→ **Written exercise a**
In the dialect glossary, what does the word "Bait" mean?

→ **Provided passage**
■ ■ ■ ■
Afta - Meaning 'have to'.

I'll afta sort it out later.

Aggy Bo/Aggy Boo/Aggy Bo Bo - 'Ha ha, the joke is on you'. This phrase is often accompanied with a flutter of one’s fingers across his or her chin.

Alley - A marble.

Allus [pronounced ollus] - Always.

Alright - Greeting


As - Way of adding emphasis.

I was happy as.” / “It was weird as.

Av'it - 'Take that!'

Ayaz - Used to express pain.

Ayaz! That knacks that!


Babba - A baby, when addressing a baby.

Backend - Autumn.

Backendish - The weather turning colder at the end of summer. An autumn feel about things. 

Bad - Unwell.

That food last night made me proppa bad like.”

Bag ‘ed - Drug addict.

Bairn - A child. 

Bait - Packed lunch for work.

Baltic - Extremely cold/freezing. The origin of this word is presumably the Baltic Sea.

God, it’s baltic out there like.”

Bang out/bang out of order - Wrong or unfair.

Barney - Barnard Castle.

Bat - To strike a quick, single blow.

He often gets a sly bat in.”

Baths - Swimming pool.

Batter - To beat up.

Beast - A particularly difficult challenge.

What a total beast that was.”

Beb - A small gift, share or loan of money. From the North Yorkshire word ‘beb’ meaning a ‘sip of a drink’.

Beck - A stream.

Berra - Better.

Binjer - Cigarette end.

Black’n - An all day drinking session.

"I’m going on a black’n’.”

Blacklock - A beetle or cockroach. Pronounced black-lock not black-clock, it is a North Yorkshire word.

Blag - To ask for something.

"Can I blag a lift home?”

Blaked - Drunk [Hartlepool term].

Bleb - Originally a blister. In Middlesbrough, used for an extrusion in a bike tyre from the innertube for example.

Bobbies - The police, from Robert Peel.

Bongo, the - A renowned Boro nightclub located Over the Border.

Bongy - A steel marble or ball bearing, used with the glass marbles.

Boola / booler - Old tyre.

Bray - To beat.

Budgies - Trousers which are too short.

Buzzin’ - Very happy.


Cack - Rubbish, horrible.

Cack-handed - Clumsy.

Cadge - Borrow or be given.

Callyat - The California area of Eston.

Canny - Someone with an amenable personality. To be a canny lad/lass or even ‘canny as’ is the ultimate Boro accolade.

Canny Yatton - Great Ayton.

Cardboard City - Grangetown.

Cathy-cat - A catholic.

Checks - Middlesbrough version of chuck-stones.

Chew - Hassle or grief.

“I'm not in the mood for any chew tonight like.”

Chewie - Chewing gum.

Chockablock / Chocka - Packed, full.
■ ■ ■ ■
→ **Written exercise b**
Lay out the records as a numbered list, starting at the line containing "Category: gray siding." and running through the end of the records, both ends included. Skip blank lines and leave out the pictures.
■ ■ ■ ■
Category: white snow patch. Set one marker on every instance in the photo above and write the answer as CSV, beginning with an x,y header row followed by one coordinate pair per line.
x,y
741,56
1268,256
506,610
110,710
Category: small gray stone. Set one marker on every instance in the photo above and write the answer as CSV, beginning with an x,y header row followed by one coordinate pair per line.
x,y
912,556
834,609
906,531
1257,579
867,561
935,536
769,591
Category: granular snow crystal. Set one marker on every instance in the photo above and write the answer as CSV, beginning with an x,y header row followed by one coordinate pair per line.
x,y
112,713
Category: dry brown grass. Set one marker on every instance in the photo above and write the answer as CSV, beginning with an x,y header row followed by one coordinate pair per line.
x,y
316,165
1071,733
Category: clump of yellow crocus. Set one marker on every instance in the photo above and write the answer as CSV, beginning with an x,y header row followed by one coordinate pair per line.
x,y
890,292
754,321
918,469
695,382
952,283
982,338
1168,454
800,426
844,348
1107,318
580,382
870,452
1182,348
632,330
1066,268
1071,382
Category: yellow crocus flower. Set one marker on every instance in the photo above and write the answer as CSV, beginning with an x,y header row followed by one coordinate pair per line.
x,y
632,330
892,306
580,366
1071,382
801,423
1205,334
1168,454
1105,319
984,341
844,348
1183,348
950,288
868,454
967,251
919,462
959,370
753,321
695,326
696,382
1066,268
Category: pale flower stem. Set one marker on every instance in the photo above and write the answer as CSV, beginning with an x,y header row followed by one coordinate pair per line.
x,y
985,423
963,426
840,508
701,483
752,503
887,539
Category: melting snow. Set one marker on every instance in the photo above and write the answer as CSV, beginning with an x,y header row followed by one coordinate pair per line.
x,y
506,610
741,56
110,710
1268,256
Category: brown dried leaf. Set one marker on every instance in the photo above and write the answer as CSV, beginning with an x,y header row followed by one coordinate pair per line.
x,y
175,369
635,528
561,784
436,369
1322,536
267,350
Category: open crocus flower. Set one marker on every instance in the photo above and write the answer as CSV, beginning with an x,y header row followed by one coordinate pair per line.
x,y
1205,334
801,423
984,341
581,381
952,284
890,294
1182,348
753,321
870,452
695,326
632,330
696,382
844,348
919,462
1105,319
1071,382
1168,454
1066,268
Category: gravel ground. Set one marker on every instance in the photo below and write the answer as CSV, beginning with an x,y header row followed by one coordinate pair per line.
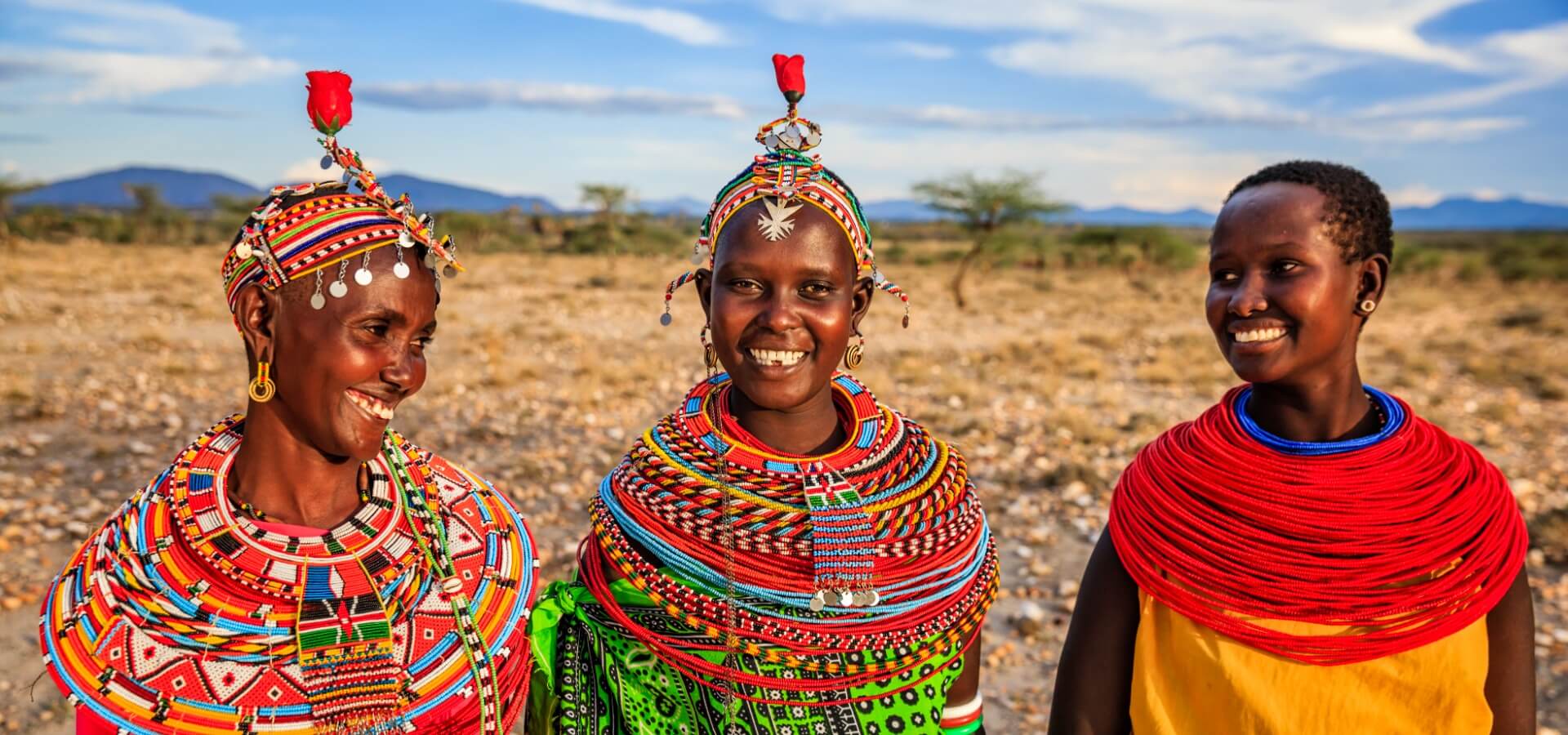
x,y
117,356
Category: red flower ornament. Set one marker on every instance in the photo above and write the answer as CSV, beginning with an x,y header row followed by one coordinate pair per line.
x,y
330,104
791,73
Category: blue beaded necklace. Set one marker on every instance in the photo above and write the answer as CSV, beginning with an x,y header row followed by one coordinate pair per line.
x,y
1392,419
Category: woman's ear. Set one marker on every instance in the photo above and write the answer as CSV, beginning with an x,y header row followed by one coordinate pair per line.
x,y
705,292
1374,278
256,312
864,289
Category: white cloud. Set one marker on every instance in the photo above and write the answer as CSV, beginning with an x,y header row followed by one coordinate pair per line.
x,y
546,96
1416,194
137,51
679,25
1237,60
310,170
141,25
921,51
1528,60
124,76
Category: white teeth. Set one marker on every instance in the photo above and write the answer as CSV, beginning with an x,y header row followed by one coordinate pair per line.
x,y
1261,334
371,405
777,356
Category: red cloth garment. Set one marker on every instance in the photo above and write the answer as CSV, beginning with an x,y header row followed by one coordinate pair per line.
x,y
180,615
1407,541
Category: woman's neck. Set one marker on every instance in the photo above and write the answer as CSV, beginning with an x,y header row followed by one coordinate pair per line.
x,y
809,428
1332,409
281,475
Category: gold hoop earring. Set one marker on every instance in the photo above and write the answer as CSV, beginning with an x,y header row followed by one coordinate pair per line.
x,y
709,354
855,354
262,386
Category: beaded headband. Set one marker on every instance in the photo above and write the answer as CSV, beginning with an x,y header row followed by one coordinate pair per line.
x,y
787,179
278,243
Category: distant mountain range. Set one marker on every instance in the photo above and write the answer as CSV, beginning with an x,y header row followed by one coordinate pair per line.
x,y
196,190
179,189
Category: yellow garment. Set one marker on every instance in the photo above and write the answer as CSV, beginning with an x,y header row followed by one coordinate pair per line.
x,y
1191,680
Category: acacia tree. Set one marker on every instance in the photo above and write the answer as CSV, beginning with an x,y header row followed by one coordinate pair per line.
x,y
608,199
985,206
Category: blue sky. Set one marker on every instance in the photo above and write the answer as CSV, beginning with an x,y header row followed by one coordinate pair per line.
x,y
1155,104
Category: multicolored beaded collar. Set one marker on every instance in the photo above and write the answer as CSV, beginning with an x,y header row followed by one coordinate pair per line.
x,y
185,617
888,550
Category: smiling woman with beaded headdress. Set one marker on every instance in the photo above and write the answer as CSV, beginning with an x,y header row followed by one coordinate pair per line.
x,y
303,568
782,554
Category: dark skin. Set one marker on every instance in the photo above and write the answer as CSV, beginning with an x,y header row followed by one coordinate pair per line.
x,y
1275,267
799,295
303,450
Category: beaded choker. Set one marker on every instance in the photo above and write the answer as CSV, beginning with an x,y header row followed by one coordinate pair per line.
x,y
1392,416
1401,540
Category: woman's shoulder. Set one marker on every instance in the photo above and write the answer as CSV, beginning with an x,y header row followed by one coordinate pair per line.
x,y
465,489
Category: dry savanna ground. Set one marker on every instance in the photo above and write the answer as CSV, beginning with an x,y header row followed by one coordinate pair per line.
x,y
117,356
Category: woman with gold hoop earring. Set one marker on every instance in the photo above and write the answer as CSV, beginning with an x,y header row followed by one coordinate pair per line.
x,y
303,568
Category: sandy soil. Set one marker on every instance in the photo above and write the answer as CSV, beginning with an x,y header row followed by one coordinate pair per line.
x,y
115,358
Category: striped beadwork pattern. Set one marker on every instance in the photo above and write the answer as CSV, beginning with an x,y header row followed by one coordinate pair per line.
x,y
306,237
182,617
720,532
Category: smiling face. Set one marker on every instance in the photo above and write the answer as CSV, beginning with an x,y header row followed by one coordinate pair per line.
x,y
1281,296
342,370
784,310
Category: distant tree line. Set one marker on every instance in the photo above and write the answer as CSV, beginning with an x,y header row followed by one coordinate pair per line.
x,y
988,223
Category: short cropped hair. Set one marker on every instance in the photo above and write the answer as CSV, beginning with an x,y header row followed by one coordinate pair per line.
x,y
1355,211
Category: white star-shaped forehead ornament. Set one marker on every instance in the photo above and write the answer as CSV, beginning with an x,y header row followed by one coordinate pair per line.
x,y
775,223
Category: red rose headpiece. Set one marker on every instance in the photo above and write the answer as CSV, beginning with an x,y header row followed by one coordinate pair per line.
x,y
786,174
278,243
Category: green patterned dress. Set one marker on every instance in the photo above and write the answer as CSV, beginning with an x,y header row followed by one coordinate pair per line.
x,y
593,679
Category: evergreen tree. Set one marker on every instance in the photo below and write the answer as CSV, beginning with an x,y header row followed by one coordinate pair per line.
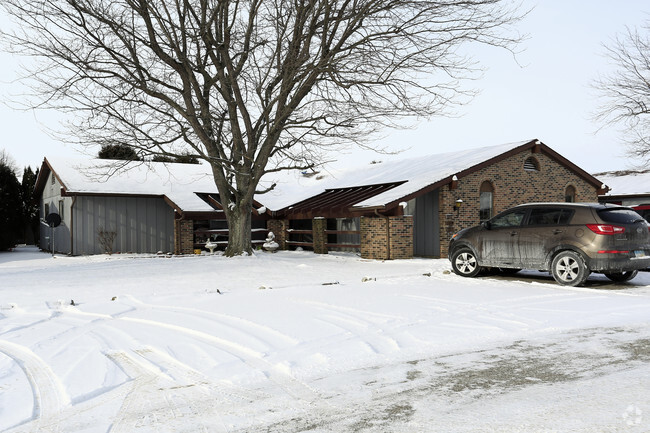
x,y
10,211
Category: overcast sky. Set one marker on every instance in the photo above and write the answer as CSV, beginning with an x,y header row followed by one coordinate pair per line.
x,y
545,95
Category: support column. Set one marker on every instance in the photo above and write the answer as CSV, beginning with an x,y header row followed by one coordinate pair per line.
x,y
318,227
386,238
183,236
374,238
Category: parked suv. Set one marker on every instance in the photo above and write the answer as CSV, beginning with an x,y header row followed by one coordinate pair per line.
x,y
570,240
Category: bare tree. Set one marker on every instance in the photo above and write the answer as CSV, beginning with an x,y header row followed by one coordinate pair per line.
x,y
626,92
251,86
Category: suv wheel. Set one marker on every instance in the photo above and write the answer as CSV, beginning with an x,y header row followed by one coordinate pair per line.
x,y
464,263
569,269
620,277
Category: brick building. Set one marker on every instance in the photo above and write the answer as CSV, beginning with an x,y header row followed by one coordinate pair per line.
x,y
413,206
390,210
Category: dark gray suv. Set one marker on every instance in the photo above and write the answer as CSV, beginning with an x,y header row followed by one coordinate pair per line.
x,y
570,240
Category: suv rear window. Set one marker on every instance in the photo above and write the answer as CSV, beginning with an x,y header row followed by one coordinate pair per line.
x,y
549,216
619,216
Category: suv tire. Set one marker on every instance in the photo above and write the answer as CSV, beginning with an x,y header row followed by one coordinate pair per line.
x,y
464,263
621,277
569,268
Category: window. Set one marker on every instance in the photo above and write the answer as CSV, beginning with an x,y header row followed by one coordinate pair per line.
x,y
510,219
549,216
486,201
570,194
531,164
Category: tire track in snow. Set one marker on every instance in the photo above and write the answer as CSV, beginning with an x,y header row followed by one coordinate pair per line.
x,y
252,358
236,321
49,393
186,376
156,400
249,356
379,338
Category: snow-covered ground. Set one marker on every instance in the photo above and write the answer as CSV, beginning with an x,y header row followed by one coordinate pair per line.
x,y
293,341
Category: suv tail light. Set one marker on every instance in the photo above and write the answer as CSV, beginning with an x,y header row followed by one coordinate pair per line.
x,y
606,229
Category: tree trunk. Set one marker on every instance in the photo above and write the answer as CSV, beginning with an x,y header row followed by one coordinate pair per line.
x,y
239,230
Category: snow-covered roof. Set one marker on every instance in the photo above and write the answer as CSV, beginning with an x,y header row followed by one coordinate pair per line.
x,y
416,173
178,182
624,183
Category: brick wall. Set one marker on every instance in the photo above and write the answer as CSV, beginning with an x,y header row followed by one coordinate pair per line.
x,y
512,186
374,237
401,237
183,236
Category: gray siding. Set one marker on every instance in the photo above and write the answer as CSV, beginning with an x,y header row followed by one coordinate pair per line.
x,y
426,223
143,225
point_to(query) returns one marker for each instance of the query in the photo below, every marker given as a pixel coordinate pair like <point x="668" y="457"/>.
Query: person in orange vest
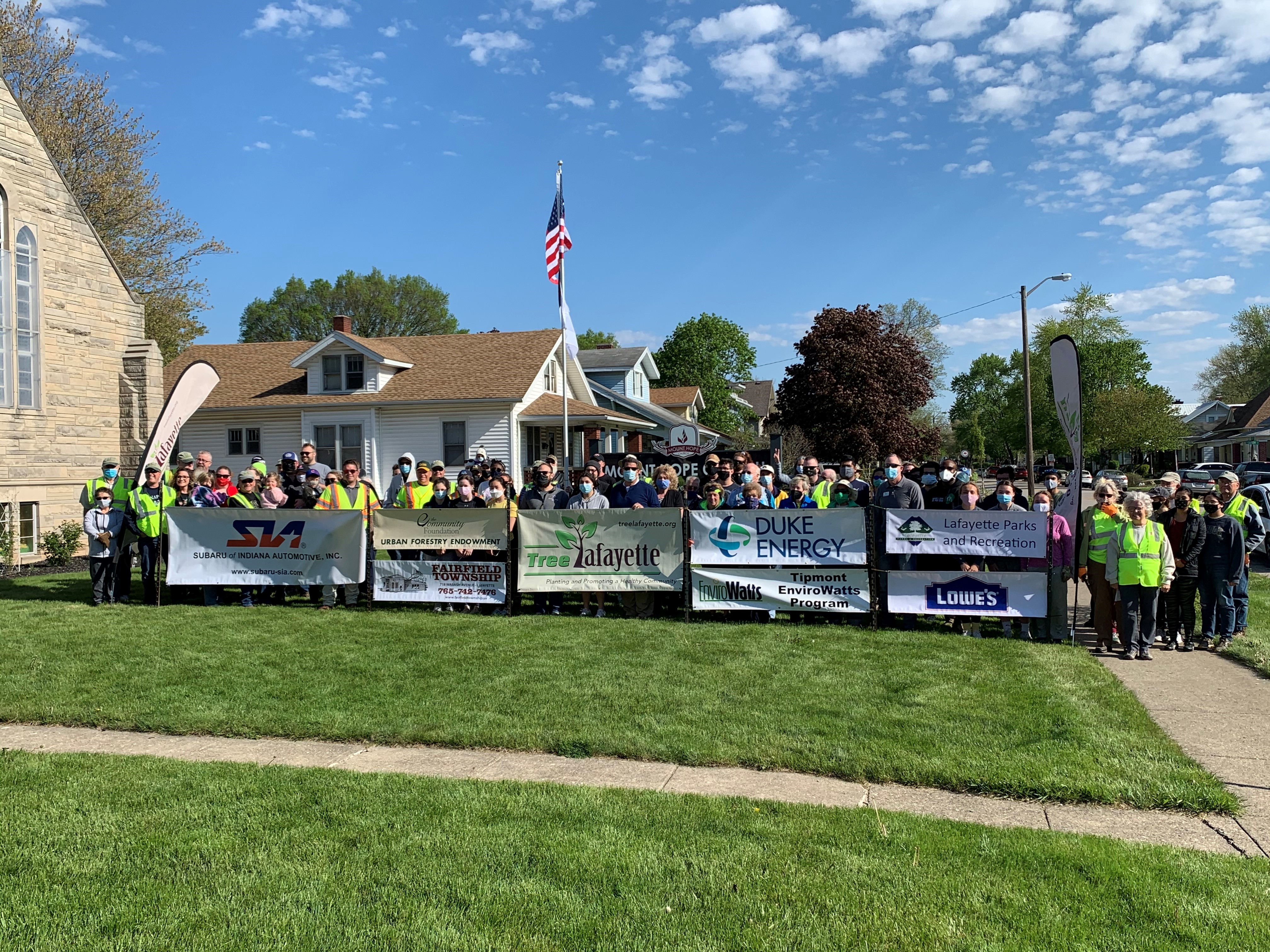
■ ■ ■ ■
→ **Task result a**
Packed lunch for work.

→ **Task result b**
1. Category: gray siding. Set one marker on every instance in the photo above and write the answer as CSV, beginning with an x,y header row followed by one coordinate pair per line.
2. x,y
3. 426,223
4. 143,225
5. point_to(query) returns one marker for each instance of the query in the photo below, every marker given as a pixel coordinate pair like <point x="668" y="457"/>.
6. Query: person in orange vest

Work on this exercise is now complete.